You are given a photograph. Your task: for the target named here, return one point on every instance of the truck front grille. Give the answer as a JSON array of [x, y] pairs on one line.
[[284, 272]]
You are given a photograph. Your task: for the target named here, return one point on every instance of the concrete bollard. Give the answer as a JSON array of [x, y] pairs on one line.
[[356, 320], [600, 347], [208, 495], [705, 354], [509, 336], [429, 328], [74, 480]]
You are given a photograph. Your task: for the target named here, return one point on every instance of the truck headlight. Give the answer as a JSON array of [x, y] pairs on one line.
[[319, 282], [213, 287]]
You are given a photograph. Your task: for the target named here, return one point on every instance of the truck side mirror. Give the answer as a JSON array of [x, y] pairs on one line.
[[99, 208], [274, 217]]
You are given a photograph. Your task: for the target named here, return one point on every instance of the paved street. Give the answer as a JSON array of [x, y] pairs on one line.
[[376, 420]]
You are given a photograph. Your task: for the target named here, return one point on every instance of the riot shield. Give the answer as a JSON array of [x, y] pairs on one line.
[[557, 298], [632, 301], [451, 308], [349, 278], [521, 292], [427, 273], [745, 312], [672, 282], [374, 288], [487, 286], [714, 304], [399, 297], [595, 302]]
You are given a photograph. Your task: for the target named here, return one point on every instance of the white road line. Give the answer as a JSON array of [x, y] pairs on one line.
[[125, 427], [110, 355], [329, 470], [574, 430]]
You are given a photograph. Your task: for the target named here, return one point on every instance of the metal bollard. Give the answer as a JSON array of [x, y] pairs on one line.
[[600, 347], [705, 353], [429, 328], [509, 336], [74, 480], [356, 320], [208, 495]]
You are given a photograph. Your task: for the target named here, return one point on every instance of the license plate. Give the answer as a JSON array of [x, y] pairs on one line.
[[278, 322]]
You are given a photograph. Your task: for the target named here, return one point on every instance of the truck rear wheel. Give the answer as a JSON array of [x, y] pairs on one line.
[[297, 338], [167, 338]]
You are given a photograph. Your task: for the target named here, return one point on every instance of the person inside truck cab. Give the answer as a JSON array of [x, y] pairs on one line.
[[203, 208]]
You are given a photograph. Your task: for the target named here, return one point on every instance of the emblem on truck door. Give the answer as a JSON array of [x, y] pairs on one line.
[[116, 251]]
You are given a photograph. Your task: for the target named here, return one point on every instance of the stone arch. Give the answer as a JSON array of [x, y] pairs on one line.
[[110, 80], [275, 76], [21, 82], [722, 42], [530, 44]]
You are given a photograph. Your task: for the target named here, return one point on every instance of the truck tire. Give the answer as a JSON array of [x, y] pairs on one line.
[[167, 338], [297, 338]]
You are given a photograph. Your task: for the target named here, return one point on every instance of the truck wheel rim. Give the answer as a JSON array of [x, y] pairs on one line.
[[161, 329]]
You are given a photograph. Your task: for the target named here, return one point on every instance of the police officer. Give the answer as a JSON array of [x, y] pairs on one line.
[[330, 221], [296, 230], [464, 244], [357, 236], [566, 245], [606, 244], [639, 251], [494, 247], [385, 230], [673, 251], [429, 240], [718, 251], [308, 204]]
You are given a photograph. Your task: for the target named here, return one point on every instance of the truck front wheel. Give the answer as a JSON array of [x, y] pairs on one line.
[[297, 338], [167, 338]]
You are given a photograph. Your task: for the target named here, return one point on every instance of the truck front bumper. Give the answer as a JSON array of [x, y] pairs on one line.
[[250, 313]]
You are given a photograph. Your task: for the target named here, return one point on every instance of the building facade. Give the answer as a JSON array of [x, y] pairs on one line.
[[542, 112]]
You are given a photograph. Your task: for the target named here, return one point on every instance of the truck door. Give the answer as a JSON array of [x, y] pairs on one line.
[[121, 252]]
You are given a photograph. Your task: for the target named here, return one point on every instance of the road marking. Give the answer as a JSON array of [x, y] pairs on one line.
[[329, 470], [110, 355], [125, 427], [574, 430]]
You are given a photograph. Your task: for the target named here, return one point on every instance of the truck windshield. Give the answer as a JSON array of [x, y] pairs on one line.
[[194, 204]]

■ ■ ■ ■ ■

**INSTRUCTIONS TO FOLLOW**.
Can you quote the entries word for word, from the very beginning through the line that contains "[[284, 272]]", including that line?

**RESPONSE**.
You are given a photograph. Your task: for the target named here, return one point on every instance of the truck front grille. Give the answer as a JSON array of [x, y] pairs on one line.
[[284, 272]]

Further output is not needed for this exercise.